Tarefa 1 –
Responda às perguntas abaixo com base no texto sobre lixo eletrônico.
(a) Quantas toneladas de REE foram geradas no Brasil em 2020?
(b) Que política nacional ancora a logística reversa?
(c) Quais Objetivos do Desenvolvimento Sustentável são citados?
Tarefa 2 – Prossiga com o texto sobre lixo eletrônico a partir do ponto em que ele termina.

Trecho da página –
○ ○ ○ ○ ○ ○ ○

Esse cenário de fricção — a opulência digital de um lado e o lixão químico do outro — não é apenas um problema de logística reversa. Ele é o ponto nevrálgico onde duas grandes correntes das Ciências Humanas colidem. De um lado, a preocupação pragmática e imediata com a gestão ambiental e a economia circular; de outro, a análise implacável da luta de classes, que insiste que o problema não é o lixo, mas a estrutura de exploração que o produz.
A crise ambiental — neste caso, a do “e-lixo” — não é neutra. É intrinsecamente política e social. O Antropoceno, era geológica marcada pelo impacto humano, tem um endereço socioeconômico definido: ele é gestado nas salas de reunião do Primeiro Mundo e aterrado nos quintais do Sul Global. A questão que nos move é: será que podemos resolver a crise da matéria sem antes resolver a crise da exploração?
O mapa cartográfico da logística reversa vs. o rio da luta de classes
A primeira abordagem teórica, focada na gestão do lixo eletrônico, pode ser vista como um mapa cartográfico. É uma perspectiva que busca nomear, medir e estabelecer fronteiras de responsabilidade. Ela mapeia o problema (a geração de 2,2 milhões de toneladas de REE no Brasil em 2020), classifica as categorias do descarte (linha branca, azul, verde, marrom, por exemplo) e desenha o caminho ideal de solução: a logística reversa.
Essa “engenharia do retorno” tem seu mérito. Ancorada na Política Nacional de Resíduos Sólidos (PNRS), propõe a responsabilidade compartilhada e a busca pela economia circular. É uma teoria da ação que se alinha aos Objetivos do Desenvolvimento Sustentável (ODS 12, 13 e 15), propondo que a reciclagem — que, no Brasil, mal alcança 3% do total — pode economizar até 70% de energia e 60% de matérias-primas virgens. Nessa visão, o problema é sistêmico, mas solucionável por meio de leis, metas de coleta e maior conscientização. O foco está na ação, na infraestrutura e na parceria entre o setor público, o privado e a sociedade. O lixo é visto como uma falha no sistema de produção, mas também como uma oportunidade de negócio e de sustentabilidade.

○ ○ ○ ○ ○ ○ ○

Linhas de dados –
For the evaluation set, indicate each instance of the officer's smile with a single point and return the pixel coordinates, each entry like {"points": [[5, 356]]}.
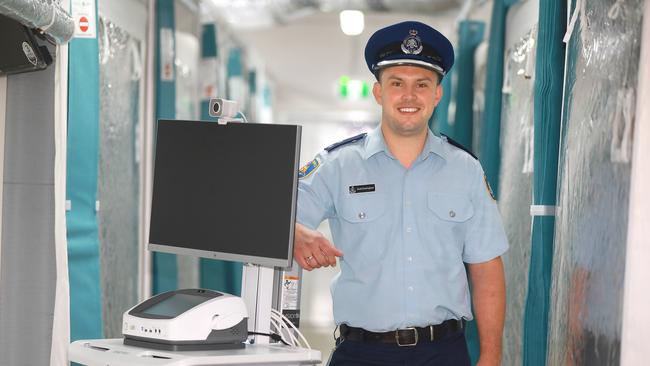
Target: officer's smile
{"points": [[408, 109]]}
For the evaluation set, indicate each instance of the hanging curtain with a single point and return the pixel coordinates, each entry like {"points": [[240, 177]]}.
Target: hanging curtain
{"points": [[165, 268], [83, 241], [439, 121], [470, 34]]}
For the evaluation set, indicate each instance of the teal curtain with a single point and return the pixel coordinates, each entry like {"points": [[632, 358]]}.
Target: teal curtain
{"points": [[81, 189], [165, 268], [491, 126], [549, 74], [209, 50], [470, 35], [489, 153], [439, 121], [220, 275]]}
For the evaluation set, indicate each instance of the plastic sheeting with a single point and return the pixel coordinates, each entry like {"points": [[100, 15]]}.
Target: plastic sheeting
{"points": [[515, 193], [591, 226], [118, 180], [47, 15]]}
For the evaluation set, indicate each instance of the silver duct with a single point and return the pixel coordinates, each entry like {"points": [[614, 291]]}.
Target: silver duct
{"points": [[257, 13], [46, 15]]}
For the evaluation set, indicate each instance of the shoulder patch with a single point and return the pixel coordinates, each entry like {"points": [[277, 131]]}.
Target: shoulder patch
{"points": [[345, 142], [308, 168], [458, 145]]}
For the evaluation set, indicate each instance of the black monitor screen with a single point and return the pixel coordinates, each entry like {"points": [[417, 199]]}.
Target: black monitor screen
{"points": [[225, 191]]}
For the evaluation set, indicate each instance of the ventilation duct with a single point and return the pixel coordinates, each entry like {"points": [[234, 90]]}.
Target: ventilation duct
{"points": [[259, 14], [46, 15]]}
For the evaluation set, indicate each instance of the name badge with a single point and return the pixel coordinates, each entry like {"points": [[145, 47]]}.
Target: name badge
{"points": [[362, 188]]}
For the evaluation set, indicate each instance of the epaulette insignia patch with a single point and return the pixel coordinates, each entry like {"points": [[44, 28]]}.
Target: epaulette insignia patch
{"points": [[458, 145], [344, 142], [308, 168], [487, 185]]}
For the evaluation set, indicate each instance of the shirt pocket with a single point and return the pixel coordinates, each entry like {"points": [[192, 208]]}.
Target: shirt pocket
{"points": [[363, 208], [448, 224], [452, 208]]}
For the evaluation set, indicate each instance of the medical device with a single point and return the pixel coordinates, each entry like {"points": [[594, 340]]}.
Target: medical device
{"points": [[187, 320], [21, 49]]}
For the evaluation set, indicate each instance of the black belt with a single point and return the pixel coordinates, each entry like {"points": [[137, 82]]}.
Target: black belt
{"points": [[403, 337]]}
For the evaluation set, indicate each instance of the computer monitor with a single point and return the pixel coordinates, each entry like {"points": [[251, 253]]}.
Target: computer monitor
{"points": [[225, 191]]}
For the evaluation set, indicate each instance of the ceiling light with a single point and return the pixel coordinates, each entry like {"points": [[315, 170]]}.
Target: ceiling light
{"points": [[351, 22]]}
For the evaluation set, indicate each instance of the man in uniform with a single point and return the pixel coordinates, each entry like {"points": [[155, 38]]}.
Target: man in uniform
{"points": [[407, 211]]}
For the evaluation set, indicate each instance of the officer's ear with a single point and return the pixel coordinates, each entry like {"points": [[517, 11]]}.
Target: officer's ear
{"points": [[438, 95], [376, 92]]}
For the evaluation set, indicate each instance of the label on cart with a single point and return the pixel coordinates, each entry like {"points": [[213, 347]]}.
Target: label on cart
{"points": [[83, 13]]}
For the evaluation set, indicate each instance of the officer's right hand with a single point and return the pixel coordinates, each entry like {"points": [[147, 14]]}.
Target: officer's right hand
{"points": [[312, 250]]}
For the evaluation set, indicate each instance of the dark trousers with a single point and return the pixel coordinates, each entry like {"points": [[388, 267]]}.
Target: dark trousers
{"points": [[448, 351]]}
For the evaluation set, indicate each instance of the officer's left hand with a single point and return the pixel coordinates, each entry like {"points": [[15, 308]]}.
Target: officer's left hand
{"points": [[312, 250]]}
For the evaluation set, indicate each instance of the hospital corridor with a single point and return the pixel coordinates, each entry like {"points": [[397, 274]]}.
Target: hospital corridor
{"points": [[324, 182]]}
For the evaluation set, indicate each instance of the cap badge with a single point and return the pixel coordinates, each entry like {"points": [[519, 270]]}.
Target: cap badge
{"points": [[412, 44]]}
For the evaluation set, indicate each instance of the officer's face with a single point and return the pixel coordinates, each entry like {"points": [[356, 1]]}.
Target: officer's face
{"points": [[408, 95]]}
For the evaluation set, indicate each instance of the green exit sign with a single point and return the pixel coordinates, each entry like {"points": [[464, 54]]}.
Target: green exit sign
{"points": [[353, 89]]}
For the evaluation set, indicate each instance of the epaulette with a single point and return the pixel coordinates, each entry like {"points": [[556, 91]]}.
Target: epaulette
{"points": [[345, 142], [458, 145]]}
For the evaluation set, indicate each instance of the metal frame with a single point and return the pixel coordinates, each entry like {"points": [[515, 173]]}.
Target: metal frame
{"points": [[636, 319], [3, 110]]}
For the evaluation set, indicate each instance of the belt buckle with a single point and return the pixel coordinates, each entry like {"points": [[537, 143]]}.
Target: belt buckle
{"points": [[397, 333]]}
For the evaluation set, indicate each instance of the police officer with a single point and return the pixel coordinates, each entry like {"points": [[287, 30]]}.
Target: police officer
{"points": [[407, 210]]}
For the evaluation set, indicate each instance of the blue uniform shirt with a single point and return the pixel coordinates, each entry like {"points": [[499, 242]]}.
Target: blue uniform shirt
{"points": [[404, 233]]}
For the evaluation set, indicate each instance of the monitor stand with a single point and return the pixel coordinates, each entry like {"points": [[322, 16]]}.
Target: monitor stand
{"points": [[257, 293]]}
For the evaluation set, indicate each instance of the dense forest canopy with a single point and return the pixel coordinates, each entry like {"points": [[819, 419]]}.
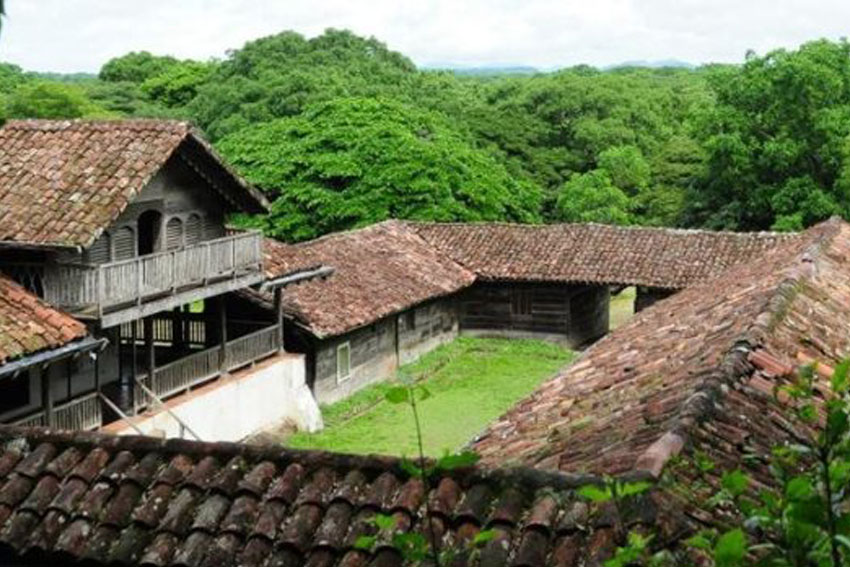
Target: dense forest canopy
{"points": [[340, 131]]}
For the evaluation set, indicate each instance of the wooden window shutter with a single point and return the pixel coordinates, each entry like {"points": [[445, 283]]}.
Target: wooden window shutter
{"points": [[174, 234], [99, 252], [194, 229], [124, 243], [212, 229]]}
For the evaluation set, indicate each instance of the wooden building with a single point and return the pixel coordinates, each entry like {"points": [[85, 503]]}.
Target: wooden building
{"points": [[127, 241], [399, 289]]}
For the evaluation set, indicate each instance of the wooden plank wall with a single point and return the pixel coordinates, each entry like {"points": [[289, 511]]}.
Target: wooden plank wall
{"points": [[577, 313]]}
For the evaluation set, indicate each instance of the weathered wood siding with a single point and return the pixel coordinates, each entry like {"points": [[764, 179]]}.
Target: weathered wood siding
{"points": [[425, 327], [191, 212], [571, 313], [646, 296], [376, 350], [373, 358]]}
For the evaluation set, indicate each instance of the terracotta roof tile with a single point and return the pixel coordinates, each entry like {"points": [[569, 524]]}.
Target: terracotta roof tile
{"points": [[595, 253], [378, 270], [86, 172], [391, 266], [28, 325], [289, 507], [696, 370]]}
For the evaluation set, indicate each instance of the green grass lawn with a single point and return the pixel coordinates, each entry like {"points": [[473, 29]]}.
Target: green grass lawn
{"points": [[622, 307], [472, 381]]}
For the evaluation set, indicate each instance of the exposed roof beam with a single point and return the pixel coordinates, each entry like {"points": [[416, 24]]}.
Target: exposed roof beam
{"points": [[50, 356]]}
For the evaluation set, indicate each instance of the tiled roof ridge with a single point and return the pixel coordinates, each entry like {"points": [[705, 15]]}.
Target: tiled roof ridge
{"points": [[331, 236], [736, 365], [44, 326], [635, 228], [157, 124], [527, 477]]}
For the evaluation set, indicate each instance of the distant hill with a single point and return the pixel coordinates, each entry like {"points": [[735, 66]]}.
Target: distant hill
{"points": [[658, 64], [63, 77], [487, 70]]}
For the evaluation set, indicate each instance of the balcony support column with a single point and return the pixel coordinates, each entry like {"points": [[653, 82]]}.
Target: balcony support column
{"points": [[178, 328], [47, 396], [278, 309], [222, 329], [150, 351]]}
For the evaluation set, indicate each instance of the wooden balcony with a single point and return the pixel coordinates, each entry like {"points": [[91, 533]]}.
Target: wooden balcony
{"points": [[187, 372], [80, 414], [117, 292], [86, 412]]}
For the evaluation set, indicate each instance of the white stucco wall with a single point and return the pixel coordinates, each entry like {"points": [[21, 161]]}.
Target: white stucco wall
{"points": [[232, 408]]}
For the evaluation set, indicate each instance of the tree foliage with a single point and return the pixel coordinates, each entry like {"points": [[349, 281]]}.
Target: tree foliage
{"points": [[777, 140], [757, 146], [355, 161], [135, 67], [50, 100]]}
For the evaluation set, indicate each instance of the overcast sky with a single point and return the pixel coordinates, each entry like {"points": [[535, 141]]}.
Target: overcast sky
{"points": [[80, 35]]}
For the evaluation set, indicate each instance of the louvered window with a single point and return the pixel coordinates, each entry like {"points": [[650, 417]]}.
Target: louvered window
{"points": [[194, 230], [99, 252], [343, 362], [212, 229], [124, 243], [174, 233]]}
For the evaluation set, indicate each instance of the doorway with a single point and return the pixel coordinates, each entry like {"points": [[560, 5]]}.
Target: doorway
{"points": [[150, 224]]}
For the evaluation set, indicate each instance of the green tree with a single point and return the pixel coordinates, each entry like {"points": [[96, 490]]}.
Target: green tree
{"points": [[135, 67], [592, 197], [51, 100], [776, 140], [178, 84], [627, 168], [280, 75], [352, 162]]}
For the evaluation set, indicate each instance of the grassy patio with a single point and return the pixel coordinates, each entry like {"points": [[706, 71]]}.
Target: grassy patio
{"points": [[472, 381]]}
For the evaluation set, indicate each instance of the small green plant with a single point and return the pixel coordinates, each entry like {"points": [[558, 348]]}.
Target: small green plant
{"points": [[803, 519], [633, 547], [413, 546]]}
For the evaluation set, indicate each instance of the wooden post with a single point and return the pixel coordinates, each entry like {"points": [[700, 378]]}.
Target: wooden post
{"points": [[178, 338], [278, 309], [68, 376], [134, 361], [151, 351], [97, 371], [47, 397], [222, 328]]}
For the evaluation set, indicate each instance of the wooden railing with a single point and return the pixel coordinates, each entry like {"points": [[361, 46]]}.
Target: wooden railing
{"points": [[194, 329], [200, 367], [79, 414], [254, 346], [132, 280]]}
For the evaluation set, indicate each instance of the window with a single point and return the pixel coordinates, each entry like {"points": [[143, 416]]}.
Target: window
{"points": [[194, 229], [124, 243], [14, 392], [99, 252], [174, 234], [343, 362], [521, 302]]}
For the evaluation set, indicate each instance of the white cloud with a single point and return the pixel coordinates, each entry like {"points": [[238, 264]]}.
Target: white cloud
{"points": [[80, 35]]}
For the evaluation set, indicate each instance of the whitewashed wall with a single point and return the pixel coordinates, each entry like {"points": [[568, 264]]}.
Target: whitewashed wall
{"points": [[235, 407]]}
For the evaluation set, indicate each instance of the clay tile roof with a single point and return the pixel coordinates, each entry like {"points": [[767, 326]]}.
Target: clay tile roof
{"points": [[84, 173], [28, 325], [695, 370], [595, 253], [378, 270], [134, 500], [391, 266]]}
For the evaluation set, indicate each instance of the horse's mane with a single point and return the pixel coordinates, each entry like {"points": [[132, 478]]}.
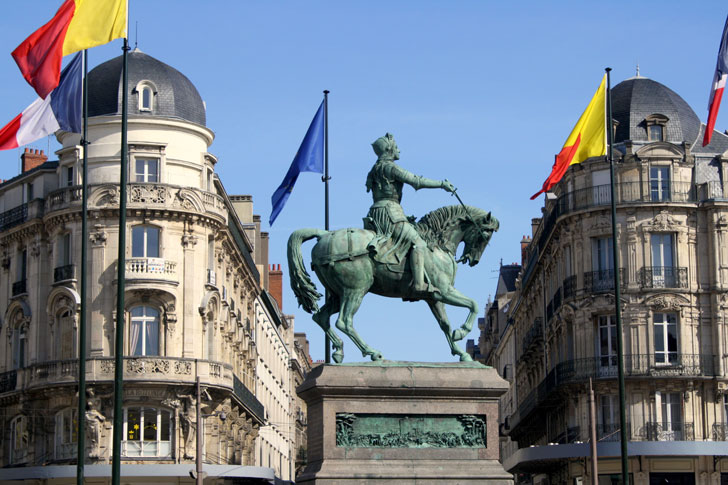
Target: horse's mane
{"points": [[433, 225]]}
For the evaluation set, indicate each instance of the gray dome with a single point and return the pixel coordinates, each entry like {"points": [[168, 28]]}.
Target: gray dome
{"points": [[175, 95], [637, 98]]}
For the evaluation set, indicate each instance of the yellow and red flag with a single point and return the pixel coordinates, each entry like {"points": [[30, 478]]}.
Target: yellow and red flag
{"points": [[78, 25], [587, 139]]}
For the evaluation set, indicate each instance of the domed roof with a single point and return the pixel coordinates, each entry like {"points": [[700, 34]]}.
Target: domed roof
{"points": [[174, 95], [637, 98]]}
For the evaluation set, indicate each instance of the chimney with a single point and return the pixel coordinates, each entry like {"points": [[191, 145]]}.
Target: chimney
{"points": [[275, 279], [524, 246], [32, 158]]}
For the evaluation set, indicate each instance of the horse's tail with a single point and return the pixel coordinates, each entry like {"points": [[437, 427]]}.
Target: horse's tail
{"points": [[303, 287]]}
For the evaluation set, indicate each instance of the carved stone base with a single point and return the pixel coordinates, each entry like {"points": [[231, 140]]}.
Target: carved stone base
{"points": [[403, 423]]}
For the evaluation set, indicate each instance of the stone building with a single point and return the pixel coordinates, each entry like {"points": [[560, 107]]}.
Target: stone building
{"points": [[672, 220], [196, 298]]}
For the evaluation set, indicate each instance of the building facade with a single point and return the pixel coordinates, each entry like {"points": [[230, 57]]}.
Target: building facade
{"points": [[197, 306], [672, 223]]}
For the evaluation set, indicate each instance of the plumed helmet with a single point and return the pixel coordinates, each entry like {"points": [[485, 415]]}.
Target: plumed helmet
{"points": [[384, 145]]}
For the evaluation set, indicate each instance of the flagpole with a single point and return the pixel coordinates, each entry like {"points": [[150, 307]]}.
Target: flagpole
{"points": [[120, 278], [617, 295], [81, 418], [327, 339]]}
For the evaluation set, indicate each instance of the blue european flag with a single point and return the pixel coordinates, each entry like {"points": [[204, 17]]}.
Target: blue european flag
{"points": [[309, 158]]}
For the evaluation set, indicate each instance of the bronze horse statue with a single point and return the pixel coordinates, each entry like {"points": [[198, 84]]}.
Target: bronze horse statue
{"points": [[344, 262]]}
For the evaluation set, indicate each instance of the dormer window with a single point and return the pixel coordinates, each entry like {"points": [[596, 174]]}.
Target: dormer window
{"points": [[655, 125], [145, 91]]}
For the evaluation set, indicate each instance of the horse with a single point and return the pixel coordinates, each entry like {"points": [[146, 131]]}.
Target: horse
{"points": [[348, 269]]}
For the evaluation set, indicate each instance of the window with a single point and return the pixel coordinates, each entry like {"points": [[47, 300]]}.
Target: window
{"points": [[665, 338], [64, 249], [66, 434], [19, 439], [144, 331], [69, 176], [607, 345], [671, 407], [147, 432], [66, 337], [20, 346], [659, 184], [663, 273], [146, 170], [146, 97], [22, 268], [144, 242]]}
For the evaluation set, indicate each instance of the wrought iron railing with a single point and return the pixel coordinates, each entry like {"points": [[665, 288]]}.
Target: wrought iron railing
{"points": [[663, 277], [13, 217], [64, 273], [20, 287], [603, 280], [248, 399], [667, 431], [569, 287]]}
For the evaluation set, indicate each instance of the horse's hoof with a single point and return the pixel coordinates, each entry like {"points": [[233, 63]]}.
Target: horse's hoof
{"points": [[458, 334], [376, 356]]}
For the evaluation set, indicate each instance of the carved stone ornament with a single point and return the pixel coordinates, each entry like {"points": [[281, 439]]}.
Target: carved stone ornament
{"points": [[666, 303], [410, 431], [663, 222]]}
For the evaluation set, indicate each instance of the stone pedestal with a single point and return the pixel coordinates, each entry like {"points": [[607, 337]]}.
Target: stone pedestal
{"points": [[403, 423]]}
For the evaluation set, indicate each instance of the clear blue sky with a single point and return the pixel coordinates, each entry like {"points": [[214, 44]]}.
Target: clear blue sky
{"points": [[482, 93]]}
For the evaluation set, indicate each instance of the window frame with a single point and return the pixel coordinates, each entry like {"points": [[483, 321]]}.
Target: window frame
{"points": [[144, 321], [19, 454], [158, 444], [145, 240], [665, 352], [62, 449], [144, 176]]}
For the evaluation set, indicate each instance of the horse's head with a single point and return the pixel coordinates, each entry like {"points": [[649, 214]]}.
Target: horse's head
{"points": [[476, 237]]}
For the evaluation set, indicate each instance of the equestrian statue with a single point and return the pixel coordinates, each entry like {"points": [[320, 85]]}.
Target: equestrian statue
{"points": [[392, 256]]}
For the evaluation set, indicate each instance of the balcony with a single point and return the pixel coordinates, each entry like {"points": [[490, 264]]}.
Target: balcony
{"points": [[603, 280], [663, 277], [13, 217], [569, 287], [151, 269], [64, 273], [20, 287], [668, 431]]}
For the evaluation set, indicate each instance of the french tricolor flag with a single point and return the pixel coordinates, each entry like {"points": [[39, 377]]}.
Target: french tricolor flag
{"points": [[716, 90], [60, 110]]}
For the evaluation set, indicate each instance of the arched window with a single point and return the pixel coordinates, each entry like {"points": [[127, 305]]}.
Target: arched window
{"points": [[144, 331], [66, 434], [19, 439], [66, 337], [19, 344], [144, 242], [147, 432]]}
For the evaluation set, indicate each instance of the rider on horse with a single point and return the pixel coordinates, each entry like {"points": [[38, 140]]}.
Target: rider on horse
{"points": [[386, 217]]}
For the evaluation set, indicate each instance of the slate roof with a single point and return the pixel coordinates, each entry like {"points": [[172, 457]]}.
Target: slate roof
{"points": [[639, 97], [176, 96]]}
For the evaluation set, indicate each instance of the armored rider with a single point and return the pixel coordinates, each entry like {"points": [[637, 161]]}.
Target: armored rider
{"points": [[386, 217]]}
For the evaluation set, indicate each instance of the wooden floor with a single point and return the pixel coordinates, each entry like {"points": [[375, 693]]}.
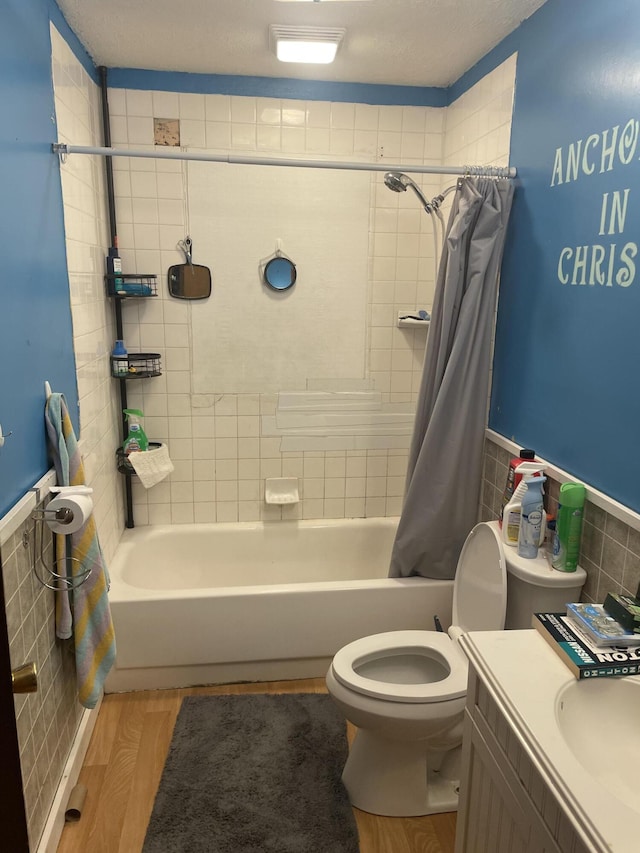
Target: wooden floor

○ ○ ○ ○ ○ ○ ○

Resposta esperada 1 –
(a) 2,2 milhões de toneladas.
(b) A Política Nacional de Resíduos Sólidos (PNRS).
(c) Os ODS 12, 13 e 15.

Resposta esperada 2 –
Contudo, se a primeira teoria é um mapa a ser seguido, a segunda — a da luta de classes — é o rio subterrâneo que desenha seu próprio curso. Para essa perspectiva, a gênese do lixo não está na falha de gestão, mas na estrutura fundamental de exploração e acumulação que rege o modo de produção. O conceito central é que a sociedade se divide em classes — grandes grupos que se diferenciam pelo lugar que ocupam no sistema produtivo e, crucialmente, pela sua relação com os meios de produção e a apropriação da riqueza, como define Lênin.
O que é o lixo eletrônico senão a materialização da obsolescência programada e do consumo acelerado? Para a ótica crítica, o problema da montanha de silício é o reflexo da exploração estrutural. A existência do lixo é objetiva e independe da consciência do consumidor; é um imperativo da lógica do capital, que necessita da renovação incessante de mercadorias para sobreviver. A tragédia em Gana não é a ausência de logística reversa, mas a reprodução de uma hierarquia global em que o ônus tóxico é transferido para aqueles que já estão à margem — numa negação de sua condição de “classe-para-si”, forçados a serem apenas “classe-em-si” (existência econômica) no lixão.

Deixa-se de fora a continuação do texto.